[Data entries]
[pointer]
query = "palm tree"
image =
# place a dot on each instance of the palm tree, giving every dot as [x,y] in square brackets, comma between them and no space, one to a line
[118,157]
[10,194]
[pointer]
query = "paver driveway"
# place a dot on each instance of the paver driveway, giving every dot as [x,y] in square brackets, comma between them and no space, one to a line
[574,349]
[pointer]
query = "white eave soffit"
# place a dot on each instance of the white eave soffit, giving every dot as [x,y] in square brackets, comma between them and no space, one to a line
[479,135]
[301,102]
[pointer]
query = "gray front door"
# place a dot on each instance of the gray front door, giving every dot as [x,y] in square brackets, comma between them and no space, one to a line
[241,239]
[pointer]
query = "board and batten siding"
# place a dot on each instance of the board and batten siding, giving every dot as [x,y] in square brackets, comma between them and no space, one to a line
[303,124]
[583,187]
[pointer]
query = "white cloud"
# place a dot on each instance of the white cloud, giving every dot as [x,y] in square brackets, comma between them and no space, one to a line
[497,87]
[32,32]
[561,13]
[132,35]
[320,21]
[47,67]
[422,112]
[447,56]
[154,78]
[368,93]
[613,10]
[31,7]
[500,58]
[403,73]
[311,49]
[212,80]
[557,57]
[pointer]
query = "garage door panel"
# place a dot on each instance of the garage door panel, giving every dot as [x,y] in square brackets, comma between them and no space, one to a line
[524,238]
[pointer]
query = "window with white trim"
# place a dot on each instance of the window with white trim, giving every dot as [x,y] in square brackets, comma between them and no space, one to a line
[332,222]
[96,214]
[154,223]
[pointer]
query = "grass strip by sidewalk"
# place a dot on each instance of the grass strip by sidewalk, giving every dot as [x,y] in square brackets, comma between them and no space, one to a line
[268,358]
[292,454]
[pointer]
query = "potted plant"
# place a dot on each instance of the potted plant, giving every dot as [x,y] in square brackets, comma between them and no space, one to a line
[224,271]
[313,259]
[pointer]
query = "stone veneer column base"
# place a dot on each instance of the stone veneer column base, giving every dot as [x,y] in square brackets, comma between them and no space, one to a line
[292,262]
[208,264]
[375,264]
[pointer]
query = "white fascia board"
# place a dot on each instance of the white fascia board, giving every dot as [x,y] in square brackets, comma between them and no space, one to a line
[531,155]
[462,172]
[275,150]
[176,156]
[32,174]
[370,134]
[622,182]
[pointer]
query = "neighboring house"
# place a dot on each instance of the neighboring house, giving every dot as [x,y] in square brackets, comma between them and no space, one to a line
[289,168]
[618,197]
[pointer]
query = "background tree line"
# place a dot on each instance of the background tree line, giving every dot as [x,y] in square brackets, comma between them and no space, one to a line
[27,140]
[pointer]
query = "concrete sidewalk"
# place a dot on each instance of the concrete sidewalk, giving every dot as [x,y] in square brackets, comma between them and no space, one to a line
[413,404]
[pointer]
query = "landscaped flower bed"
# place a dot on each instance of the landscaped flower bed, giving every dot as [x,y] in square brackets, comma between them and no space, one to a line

**Exercise requirements:** Output every line above without altering anything.

**Correct response:**
[pointer]
query = "palm tree"
image =
# place a dot on each instance of the palm tree, giving every dot as [x,y] in square brackets, comma between them and no space, one to a line
[118,157]
[10,194]
[pointer]
query = "paver driveway"
# place a dot on each instance of the paver driveway, giving every dot as [x,y] in square brackets, comma between them and no space, one to a line
[574,349]
[pointer]
query = "white eave soffit"
# place a dot on each instance of the white eave soffit, giving every dot as [x,y] in square brackets, comma between them and no space, one to a line
[479,135]
[301,102]
[pointer]
query = "gray front door"
# place a dot on each instance of the gray front door, giving every dot as [x,y] in square brackets, comma between them and no space, one to a line
[241,239]
[pointer]
query = "board and batten siding"
# place a dot on each instance of the board and batten siding, giving every dot as [x,y] in square brackets, comma between them and no space, one to a line
[303,124]
[583,187]
[pointer]
query = "white cloud"
# place a dot on each instance of the white cloud, giving every dot as [x,y] in square brackets, comma between them and no space, one to a line
[497,87]
[32,32]
[561,13]
[132,35]
[320,21]
[47,67]
[422,112]
[447,56]
[154,78]
[368,93]
[613,10]
[31,7]
[500,58]
[403,73]
[311,49]
[212,80]
[557,57]
[pointer]
query = "garage door panel"
# place a dot on each instance of the garage door panel, giving every dot as [x,y] in square brackets, comma between them and no space, one to a line
[524,238]
[pointer]
query = "window with white trim"
# place a dot on each instance of the window with white trim, giving every dot as [x,y] in square brackets, comma between them and no space, one to a line
[332,222]
[96,214]
[154,223]
[pointer]
query = "grass strip by sidewalk"
# place a dot on each instance of the grass strip by sidewalk, giving every dot as [x,y] in square brackets, comma between them and no space, one to a line
[268,358]
[292,454]
[pointer]
query = "potted plant"
# place a dot on each instance of the potted plant, giving every dot as [x,y] in square brackets, comma between them and no space, one to a line
[224,271]
[313,259]
[pointer]
query = "stone veneer column base"
# place a dot on each instance of the stone veneer column base, giving every dot as [x,y] in square brackets, comma between them and no space, one to a line
[292,262]
[208,264]
[375,264]
[pointer]
query = "white fascia board"
# place a dot on each instance of the white fascia board, giving every dot as [x,y] in square brackets, comma between them and no space, one to a line
[531,155]
[462,172]
[275,150]
[176,156]
[32,174]
[370,134]
[622,182]
[pointer]
query = "neighboring house"
# place a dot on each instance of the neighboring house, giving every dot as [x,y] in square brackets, comma between them and no space, one to a line
[289,168]
[618,197]
[pointer]
query = "background tree line"
# place a dot on each instance of the background tree line, giving every dot as [x,y] in square brackets, comma between them and no space, one to a line
[27,140]
[pointer]
query = "concrete sidewalk"
# place a dot on each instance of the concrete sidewalk, giving every dot as [x,y] in square brackets, comma between them and no space, one to a line
[413,404]
[pointer]
query = "landscaped flower bed"
# place a dot on each instance of the landscaped flower bed, giving every dot as [x,y] in square brackets, comma between them and no space, one to a line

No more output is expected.